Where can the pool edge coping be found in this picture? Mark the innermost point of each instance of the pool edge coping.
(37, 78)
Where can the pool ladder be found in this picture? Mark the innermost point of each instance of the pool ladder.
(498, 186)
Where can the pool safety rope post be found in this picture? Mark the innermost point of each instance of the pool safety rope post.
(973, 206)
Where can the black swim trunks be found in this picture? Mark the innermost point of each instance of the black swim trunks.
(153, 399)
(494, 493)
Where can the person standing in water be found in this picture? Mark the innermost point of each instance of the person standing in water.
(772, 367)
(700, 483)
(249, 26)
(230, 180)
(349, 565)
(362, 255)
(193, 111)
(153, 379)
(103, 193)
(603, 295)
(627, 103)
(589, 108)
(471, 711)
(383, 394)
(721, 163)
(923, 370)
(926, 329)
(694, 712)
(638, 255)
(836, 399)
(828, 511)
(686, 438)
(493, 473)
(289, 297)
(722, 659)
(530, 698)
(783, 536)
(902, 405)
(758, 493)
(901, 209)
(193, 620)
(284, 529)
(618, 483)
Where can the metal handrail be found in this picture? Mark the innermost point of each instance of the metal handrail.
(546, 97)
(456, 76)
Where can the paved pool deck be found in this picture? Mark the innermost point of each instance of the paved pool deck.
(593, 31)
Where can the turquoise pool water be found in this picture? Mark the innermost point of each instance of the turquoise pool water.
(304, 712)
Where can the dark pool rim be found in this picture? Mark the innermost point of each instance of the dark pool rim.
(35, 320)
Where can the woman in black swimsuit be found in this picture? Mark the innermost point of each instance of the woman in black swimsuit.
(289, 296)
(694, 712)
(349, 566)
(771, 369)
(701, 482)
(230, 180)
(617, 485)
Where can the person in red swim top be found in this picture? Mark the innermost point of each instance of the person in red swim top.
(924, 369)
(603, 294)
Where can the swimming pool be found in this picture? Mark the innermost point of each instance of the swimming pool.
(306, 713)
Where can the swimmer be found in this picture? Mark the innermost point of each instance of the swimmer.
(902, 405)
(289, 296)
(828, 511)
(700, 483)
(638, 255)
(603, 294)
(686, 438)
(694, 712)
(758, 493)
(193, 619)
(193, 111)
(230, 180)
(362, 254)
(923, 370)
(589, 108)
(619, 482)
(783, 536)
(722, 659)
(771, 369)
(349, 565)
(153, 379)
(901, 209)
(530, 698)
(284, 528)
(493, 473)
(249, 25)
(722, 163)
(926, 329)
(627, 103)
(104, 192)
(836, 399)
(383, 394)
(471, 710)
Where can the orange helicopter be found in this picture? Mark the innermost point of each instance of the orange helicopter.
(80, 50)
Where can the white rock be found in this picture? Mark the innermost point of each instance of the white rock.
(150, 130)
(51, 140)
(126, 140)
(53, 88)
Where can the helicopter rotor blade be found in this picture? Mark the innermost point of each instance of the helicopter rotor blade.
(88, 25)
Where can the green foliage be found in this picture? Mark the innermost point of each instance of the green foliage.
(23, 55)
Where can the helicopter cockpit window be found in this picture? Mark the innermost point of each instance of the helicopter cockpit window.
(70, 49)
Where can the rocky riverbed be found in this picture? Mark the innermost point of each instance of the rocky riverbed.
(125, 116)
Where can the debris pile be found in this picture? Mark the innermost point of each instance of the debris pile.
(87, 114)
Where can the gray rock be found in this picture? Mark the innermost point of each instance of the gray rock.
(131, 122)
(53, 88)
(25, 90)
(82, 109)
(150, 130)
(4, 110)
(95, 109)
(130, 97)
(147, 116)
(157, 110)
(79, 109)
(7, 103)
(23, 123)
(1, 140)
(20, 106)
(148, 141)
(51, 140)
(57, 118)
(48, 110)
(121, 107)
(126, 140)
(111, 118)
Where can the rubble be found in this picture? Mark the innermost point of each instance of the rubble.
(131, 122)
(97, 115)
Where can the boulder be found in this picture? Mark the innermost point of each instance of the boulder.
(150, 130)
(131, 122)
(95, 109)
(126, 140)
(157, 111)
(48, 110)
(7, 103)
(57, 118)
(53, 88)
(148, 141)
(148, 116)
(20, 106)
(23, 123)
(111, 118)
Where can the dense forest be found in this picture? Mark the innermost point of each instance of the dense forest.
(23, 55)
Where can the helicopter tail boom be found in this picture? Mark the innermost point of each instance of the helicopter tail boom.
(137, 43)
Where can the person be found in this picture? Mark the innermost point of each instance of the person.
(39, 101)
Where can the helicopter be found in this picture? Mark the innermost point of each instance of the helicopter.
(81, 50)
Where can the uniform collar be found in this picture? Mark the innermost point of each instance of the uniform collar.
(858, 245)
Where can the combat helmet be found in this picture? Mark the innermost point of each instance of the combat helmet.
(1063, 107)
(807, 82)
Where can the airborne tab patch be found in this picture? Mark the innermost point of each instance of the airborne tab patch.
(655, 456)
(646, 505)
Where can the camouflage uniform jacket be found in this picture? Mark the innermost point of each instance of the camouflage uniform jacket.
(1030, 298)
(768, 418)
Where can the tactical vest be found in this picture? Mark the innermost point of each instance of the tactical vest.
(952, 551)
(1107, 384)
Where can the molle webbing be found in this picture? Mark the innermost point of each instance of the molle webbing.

◇ ◇ ◇ ◇

Write out only the final block of lines, starting at the line with "Where can the airborne" and running to the end of the material.

Where can the airborne tab patch be found in this picture? Mark the innermost point of each instance of the airborne tab patch.
(655, 456)
(646, 505)
Where can the camouflage uniform jacket be found in this picture? Mark the innermost point of each instance of the camouflage uniform jacket.
(1030, 298)
(768, 418)
Where can the tactical vest be found in this picture? Mark the innermost point of each instance of the tactical vest.
(952, 551)
(1107, 384)
Where can the molle webbing be found in this picture? Mark the innermost point of each instance of the molle webbing.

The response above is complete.